**TASK DETAILS:**
Everything from the line containing "Teacher note: please indicate the dark long" through the last line of the records below should be printed exactly, please, and nothing else.

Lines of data
--- BEGIN ---
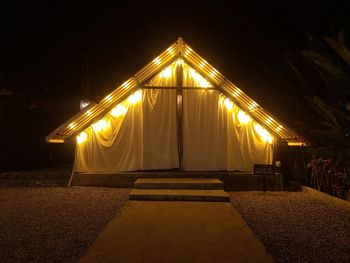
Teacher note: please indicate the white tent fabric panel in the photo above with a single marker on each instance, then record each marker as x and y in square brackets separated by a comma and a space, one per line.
[142, 135]
[215, 140]
[142, 138]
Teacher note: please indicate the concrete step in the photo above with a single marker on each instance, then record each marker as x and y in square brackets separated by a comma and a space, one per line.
[178, 183]
[206, 195]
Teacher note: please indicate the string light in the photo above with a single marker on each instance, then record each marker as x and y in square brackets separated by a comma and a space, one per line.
[166, 73]
[269, 120]
[198, 79]
[243, 118]
[100, 125]
[157, 61]
[81, 138]
[279, 128]
[228, 104]
[118, 110]
[263, 133]
[170, 50]
[136, 97]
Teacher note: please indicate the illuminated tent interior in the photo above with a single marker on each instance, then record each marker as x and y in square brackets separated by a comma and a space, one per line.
[178, 112]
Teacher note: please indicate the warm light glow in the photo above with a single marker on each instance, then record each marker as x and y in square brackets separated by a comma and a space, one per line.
[253, 106]
[263, 133]
[136, 97]
[166, 73]
[56, 140]
[81, 138]
[228, 104]
[236, 93]
[118, 110]
[213, 73]
[100, 125]
[188, 50]
[198, 79]
[243, 118]
[170, 50]
[157, 61]
[295, 144]
[279, 128]
[84, 104]
[269, 120]
[108, 98]
[202, 64]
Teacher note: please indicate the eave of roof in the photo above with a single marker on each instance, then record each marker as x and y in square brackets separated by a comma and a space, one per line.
[179, 49]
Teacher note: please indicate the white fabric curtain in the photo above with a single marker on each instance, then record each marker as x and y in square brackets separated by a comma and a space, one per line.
[142, 138]
[215, 140]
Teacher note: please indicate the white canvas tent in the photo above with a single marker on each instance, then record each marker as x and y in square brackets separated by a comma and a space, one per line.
[176, 112]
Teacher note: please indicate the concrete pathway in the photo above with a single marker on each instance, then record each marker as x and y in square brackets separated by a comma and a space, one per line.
[160, 231]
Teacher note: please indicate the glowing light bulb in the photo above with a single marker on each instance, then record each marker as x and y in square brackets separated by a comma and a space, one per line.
[157, 61]
[228, 104]
[264, 134]
[108, 98]
[188, 51]
[269, 120]
[236, 93]
[243, 118]
[100, 125]
[170, 50]
[202, 64]
[118, 110]
[136, 97]
[253, 106]
[166, 73]
[213, 73]
[81, 138]
[279, 128]
[198, 79]
[125, 84]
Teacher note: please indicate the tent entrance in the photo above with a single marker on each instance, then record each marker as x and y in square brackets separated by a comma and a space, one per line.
[177, 120]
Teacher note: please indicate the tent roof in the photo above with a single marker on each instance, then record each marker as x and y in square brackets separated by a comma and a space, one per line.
[179, 49]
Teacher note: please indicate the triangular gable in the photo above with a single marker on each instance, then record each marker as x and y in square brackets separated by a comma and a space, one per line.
[148, 76]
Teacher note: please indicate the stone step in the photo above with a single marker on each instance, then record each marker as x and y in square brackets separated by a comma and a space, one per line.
[205, 195]
[178, 183]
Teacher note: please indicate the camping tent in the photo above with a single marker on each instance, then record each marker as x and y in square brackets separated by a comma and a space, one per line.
[176, 112]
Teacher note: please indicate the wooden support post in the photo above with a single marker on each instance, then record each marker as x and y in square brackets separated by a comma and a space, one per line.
[179, 113]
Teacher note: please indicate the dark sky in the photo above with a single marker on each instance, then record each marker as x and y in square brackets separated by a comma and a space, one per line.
[44, 45]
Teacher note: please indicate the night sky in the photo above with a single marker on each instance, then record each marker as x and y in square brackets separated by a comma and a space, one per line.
[46, 46]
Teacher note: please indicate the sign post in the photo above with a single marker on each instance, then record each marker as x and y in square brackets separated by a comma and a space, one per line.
[263, 170]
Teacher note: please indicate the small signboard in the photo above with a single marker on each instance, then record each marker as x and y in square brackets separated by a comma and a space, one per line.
[264, 169]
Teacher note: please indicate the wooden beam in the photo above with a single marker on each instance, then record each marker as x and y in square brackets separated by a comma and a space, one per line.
[179, 113]
[176, 87]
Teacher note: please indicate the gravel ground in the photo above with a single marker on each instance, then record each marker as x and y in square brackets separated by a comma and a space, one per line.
[54, 224]
[295, 227]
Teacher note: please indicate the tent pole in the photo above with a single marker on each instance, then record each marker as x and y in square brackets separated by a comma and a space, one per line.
[179, 113]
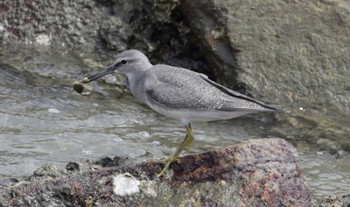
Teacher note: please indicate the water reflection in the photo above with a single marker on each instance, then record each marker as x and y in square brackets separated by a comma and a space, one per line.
[44, 121]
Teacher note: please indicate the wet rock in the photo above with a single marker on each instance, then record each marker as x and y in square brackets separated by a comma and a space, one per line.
[291, 52]
[262, 172]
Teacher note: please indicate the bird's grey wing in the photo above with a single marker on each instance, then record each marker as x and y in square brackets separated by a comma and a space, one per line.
[178, 89]
[246, 101]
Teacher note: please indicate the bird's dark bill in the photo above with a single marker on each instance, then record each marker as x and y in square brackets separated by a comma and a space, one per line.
[98, 75]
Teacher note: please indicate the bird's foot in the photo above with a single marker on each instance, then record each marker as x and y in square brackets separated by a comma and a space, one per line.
[167, 163]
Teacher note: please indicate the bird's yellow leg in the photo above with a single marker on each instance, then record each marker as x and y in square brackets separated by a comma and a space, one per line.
[187, 141]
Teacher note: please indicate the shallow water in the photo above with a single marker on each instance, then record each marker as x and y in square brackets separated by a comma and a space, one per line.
[44, 121]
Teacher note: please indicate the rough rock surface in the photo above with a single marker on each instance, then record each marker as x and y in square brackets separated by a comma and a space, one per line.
[263, 172]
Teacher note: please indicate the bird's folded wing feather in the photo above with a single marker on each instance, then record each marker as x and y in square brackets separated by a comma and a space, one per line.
[186, 90]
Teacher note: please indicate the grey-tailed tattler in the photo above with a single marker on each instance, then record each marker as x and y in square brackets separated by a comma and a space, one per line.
[180, 93]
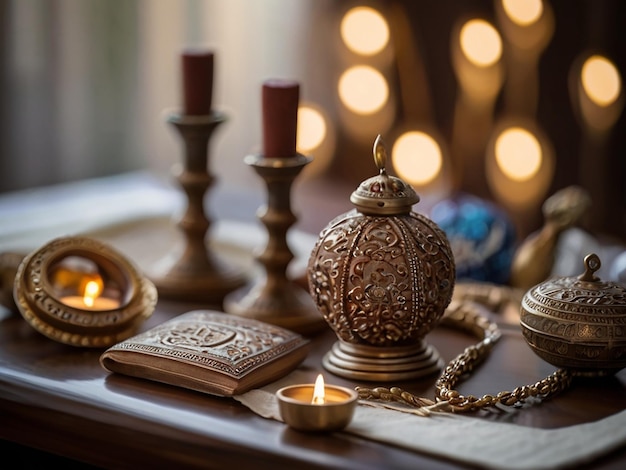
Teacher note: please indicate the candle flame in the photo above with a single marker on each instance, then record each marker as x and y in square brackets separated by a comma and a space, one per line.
[92, 290]
[318, 391]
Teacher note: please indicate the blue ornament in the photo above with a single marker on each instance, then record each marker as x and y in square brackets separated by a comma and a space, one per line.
[481, 235]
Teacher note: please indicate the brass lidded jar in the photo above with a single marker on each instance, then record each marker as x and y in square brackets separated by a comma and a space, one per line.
[577, 323]
[382, 277]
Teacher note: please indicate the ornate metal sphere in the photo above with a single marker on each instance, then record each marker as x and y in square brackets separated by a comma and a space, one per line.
[382, 277]
[578, 323]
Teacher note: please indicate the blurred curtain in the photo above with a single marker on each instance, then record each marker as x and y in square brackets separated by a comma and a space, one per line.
[68, 94]
[84, 84]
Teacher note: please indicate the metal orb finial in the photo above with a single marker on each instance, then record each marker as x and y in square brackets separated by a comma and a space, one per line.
[380, 154]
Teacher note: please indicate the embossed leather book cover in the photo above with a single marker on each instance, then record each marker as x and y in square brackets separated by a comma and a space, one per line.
[210, 352]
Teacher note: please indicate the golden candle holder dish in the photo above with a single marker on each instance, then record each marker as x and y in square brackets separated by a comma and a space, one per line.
[82, 292]
[300, 409]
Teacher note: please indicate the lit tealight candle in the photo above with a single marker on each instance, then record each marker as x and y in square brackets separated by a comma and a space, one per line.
[91, 299]
[316, 407]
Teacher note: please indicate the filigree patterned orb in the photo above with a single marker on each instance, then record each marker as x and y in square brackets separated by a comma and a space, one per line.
[382, 277]
[578, 323]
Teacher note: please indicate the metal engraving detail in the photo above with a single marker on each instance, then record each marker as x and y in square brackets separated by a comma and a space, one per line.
[578, 323]
[381, 280]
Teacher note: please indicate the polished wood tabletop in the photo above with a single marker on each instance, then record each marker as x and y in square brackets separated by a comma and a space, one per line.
[59, 399]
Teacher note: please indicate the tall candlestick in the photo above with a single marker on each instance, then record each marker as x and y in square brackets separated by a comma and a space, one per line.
[196, 273]
[197, 82]
[273, 297]
[280, 117]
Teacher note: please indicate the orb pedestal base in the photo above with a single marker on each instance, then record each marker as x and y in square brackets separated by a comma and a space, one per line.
[377, 364]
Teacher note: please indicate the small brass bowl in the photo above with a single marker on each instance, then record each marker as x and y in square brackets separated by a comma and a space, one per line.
[577, 323]
[299, 413]
[52, 292]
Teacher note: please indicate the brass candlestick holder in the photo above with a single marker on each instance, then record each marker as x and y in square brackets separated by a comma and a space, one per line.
[196, 274]
[274, 298]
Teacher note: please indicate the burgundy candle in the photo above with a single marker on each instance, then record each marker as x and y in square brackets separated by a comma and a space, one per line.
[280, 118]
[197, 81]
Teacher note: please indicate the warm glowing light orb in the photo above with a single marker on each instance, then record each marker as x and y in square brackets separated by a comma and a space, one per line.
[416, 157]
[311, 129]
[518, 153]
[481, 43]
[601, 80]
[364, 30]
[363, 89]
[523, 12]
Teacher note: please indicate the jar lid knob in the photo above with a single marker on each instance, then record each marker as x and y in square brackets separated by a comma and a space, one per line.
[383, 194]
[380, 154]
[592, 264]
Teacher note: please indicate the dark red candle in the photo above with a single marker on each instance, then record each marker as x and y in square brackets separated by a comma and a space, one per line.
[280, 118]
[197, 81]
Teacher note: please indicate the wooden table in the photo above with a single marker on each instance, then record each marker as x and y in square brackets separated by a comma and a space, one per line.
[59, 399]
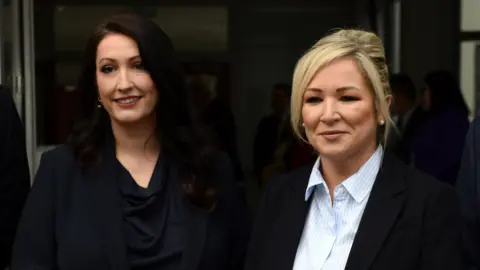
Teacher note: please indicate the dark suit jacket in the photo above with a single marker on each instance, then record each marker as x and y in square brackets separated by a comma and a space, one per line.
[468, 188]
[14, 174]
[73, 221]
[411, 221]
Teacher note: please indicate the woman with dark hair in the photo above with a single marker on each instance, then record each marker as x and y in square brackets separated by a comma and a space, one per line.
[437, 147]
[136, 187]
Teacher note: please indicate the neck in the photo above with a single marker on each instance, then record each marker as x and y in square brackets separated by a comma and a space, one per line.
[136, 139]
[335, 171]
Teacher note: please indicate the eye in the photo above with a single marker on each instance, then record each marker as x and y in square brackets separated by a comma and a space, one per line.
[107, 69]
[349, 98]
[313, 100]
[139, 66]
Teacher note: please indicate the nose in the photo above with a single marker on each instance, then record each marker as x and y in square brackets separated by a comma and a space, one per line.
[329, 114]
[124, 82]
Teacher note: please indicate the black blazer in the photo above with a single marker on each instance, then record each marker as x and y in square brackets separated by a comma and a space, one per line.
[411, 222]
[468, 188]
[73, 221]
[14, 173]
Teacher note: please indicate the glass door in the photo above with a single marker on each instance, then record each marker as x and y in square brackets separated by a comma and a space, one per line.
[16, 64]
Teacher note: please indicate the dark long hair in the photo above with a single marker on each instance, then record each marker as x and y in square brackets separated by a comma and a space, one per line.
[178, 133]
[445, 92]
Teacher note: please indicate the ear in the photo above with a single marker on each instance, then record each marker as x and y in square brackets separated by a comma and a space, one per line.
[388, 100]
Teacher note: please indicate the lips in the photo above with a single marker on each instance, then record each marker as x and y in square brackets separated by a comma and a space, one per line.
[332, 132]
[127, 100]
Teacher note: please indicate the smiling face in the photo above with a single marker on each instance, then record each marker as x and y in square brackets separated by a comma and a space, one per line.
[125, 88]
[339, 112]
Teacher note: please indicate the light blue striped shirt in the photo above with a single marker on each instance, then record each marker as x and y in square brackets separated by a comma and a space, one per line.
[330, 229]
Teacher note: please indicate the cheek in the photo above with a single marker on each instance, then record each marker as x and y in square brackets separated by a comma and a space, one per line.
[105, 88]
[364, 119]
[310, 117]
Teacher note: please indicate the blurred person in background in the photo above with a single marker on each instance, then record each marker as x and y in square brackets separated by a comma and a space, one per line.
[14, 173]
[407, 114]
[437, 146]
[214, 114]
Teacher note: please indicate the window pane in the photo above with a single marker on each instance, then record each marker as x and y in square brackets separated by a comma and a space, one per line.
--- END ---
**SOLUTION TO THE PROBLEM:**
Teacher note: please indicate the dark long hair in the photo above with a single marker on each instance, then record each marker as x and y in square brackets separated by a comma and a space, one per line.
[178, 133]
[445, 92]
Teacher note: please indicate the ear in the photo above with a single marker on each instance, then record each marker as x and y in square brackets separated by a comma and a space, one per line.
[388, 100]
Teacher note: please indicate the lips in the photo above with a single marker on each instance, then record each marker as x and y in square brackets separated by a comma and a space, one per line.
[332, 132]
[127, 100]
Teacher note: please indicate the smiling face in the photo above with a single marker on each instance, then record each marker as x and y in square brackets separated by a comma and a space, one per line.
[125, 88]
[339, 112]
Teacher note: please indicate the light blue striped shirt in the photo above with a single marker on each instance, then record each marker as x and y in square brackets separated by a comma and a space, one per line.
[330, 229]
Teacher note: please indicate the cheek in the photo above with a single marker on each instance, then record each marker as x and y in square brackets separated by a comma and a space, one per line.
[105, 88]
[364, 119]
[310, 117]
Teacher note: please indicate the blurred person in background in the photo above with a single marker on each instance, then record each marker as x and y in square brackets separated by a comma and a space, one per line.
[14, 173]
[407, 114]
[437, 146]
[214, 114]
Teacher note: please indicate the window pane in the photo above with a single marker on each instance, then record each marker as x and y in square brackets separated by a comma and a space, one per line.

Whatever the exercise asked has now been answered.